[BEGIN DOCUMENT SEGMENT]
Maybe related with these two fixes: https://github.com/apache/hudi/pull/5185 and https://github.com/apache/hudi/pull/8263

danny0405 avatar Aug 16 '24 10:08 danny0405

thanks. Still tracking the issue

usberkeley avatar Aug 19 '24 01:08 usberkeley

@danny0405 danny,the problem has been located. After HUDI-1517 enhanced the Marker, the change in the Marker file suffix caused the judgment condition to change. The log file of a single delta commit was not deleted in the Log File Marker.

The Master branch has solved this problem through Marker IOType.Create, that is, Marker Based Rollback will delete the log file of a single delta commit.

For version 0.15, we have fixed the problem. Do we still need to contribute code to the remote/0.15 branch to fix this problem?

usberkeley avatar Aug 26 '24 08:08 usberkeley

The last few lines of code are the solution for version 0.15 (starting with “Added by usberkeley”), Friends who need it can take a look

protected HoodieRollbackRequest getRollbackRequestForAppend(HoodieInstant instantToRollback, String fileNameWithPartitionToRollback) {
    StoragePath fullLogFilePath = new StoragePath(basePath, fileNameWithPartitionToRollback);
    String relativePartitionPath = FSUtils.getRelativePartitionPath(new StoragePath(basePath), fullLogFilePath.getParent());
    String fileId;
    String baseCommitTime;
    Option<HoodieLogFile> latestLogFileOption;
    Map<String, Long> logBlocksToBeDeleted = new HashMap<>();
    // Old marker files may be generated from base file name before HUDI-1517. keep compatible with them.
    if (FSUtils.isBaseFile(fullLogFilePath)) {
      LOG.warn("Find old marker type for log file: " + fileNameWithPartitionToRollback);
      fileId = FSUtils.getFileIdFromFilePath(fullLogFilePath);
      baseCommitTime = FSUtils.getCommitTime(fullLogFilePath.getName());
      StoragePath partitionPath = FSUtils.constructAbsolutePath(config.getBasePath(), relativePartitionPath);

      // NOTE: Since we're rolling back incomplete Delta Commit, it only could have appended its
      //       block to the latest log-file
      try {
        latestLogFileOption = FSUtils.getLatestLogFile(table.getMetaClient().getStorage(), partitionPath, fileId,
            HoodieFileFormat.HOODIE_LOG.getFileExtension(), baseCommitTime);
        if (latestLogFileOption.isPresent() && baseCommitTime.equals(instantToRollback.getTimestamp())) {
          StoragePath fullDeletePath = new StoragePath(partitionPath, latestLogFileOption.get().getFileName());
          return new HoodieRollbackRequest(relativePartitionPath, EMPTY_STRING, EMPTY_STRING,
              Collections.singletonList(fullDeletePath.toString()),
              Collections.emptyMap());
        }
        if (latestLogFileOption.isPresent()) {
          HoodieLogFile latestLogFile = latestLogFileOption.get();
          // NOTE: Markers don't carry information about the cumulative size of the blocks that have been appended,
          //       therefore we simply stub this value.
[END DOCUMENT SEGMENT]
[BEGIN LISTED RECORDS]
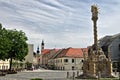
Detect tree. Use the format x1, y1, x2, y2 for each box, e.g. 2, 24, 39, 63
0, 24, 28, 70
0, 24, 11, 60
7, 30, 28, 70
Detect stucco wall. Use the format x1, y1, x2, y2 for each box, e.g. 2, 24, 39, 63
55, 57, 83, 70
109, 37, 120, 61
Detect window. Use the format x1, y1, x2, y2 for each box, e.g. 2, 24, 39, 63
64, 59, 68, 62
82, 60, 83, 62
72, 59, 75, 63
119, 44, 120, 51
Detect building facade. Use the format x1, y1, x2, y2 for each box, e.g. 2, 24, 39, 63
99, 33, 120, 62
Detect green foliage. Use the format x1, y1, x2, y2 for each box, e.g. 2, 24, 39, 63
8, 30, 28, 61
0, 24, 11, 60
0, 24, 28, 68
[END LISTED RECORDS]
INSTRUCTION 1: In the Hudi issue thread, print the passage between "usberkeley avatar Aug 19" and "Log File Marker.", inclusive.
INSTRUCTION 2: Name every method of FSUtils that the code in the Hudi issue thread calls.
INSTRUCTION 3: Continue the Hudi rollback code in the issue thread from the point at which it stops.

EXERCISE ANSWER 1:
usberkeley avatar Aug 19 '24 01:08 usberkeley

@danny0405 danny,the problem has been located. After HUDI-1517 enhanced the Marker, the change in the Marker file suffix caused the judgment condition to change. The log file of a single delta commit was not deleted in the Log File Marker.

EXERCISE ANSWER 2:
getRelativePartitionPath
isBaseFile
getFileIdFromFilePath
getCommitTime
constructAbsolutePath
getLatestLogFile

EXERCISE ANSWER 3:
          logBlocksToBeDeleted = Collections.singletonMap(latestLogFile.getPathInfo().getPath().toString(), latestLogFile.getPathInfo().getLength());
        }
        return new HoodieRollbackRequest(relativePartitionPath, fileId, baseCommitTime, Collections.emptyList(), logBlocksToBeDeleted);
      } catch (IOException ioException) {
        throw new HoodieIOException(
            "Failed to get latestLogFile for fileId: " + fileId + " in partition: " + partitionPath,
            ioException);
      }
    } else {
      HoodieLogFile logFileToRollback = new HoodieLogFile(fullLogFilePath);
      fileId = logFileToRollback.getFileId();
      baseCommitTime = logFileToRollback.getBaseCommitTime();
      // NOTE: We don't strictly need the exact size, but this size needs to be positive to pass metadata payload validation.
      //       Therefore, we simply stub this value (1L), instead of doing a fs call to get the exact size.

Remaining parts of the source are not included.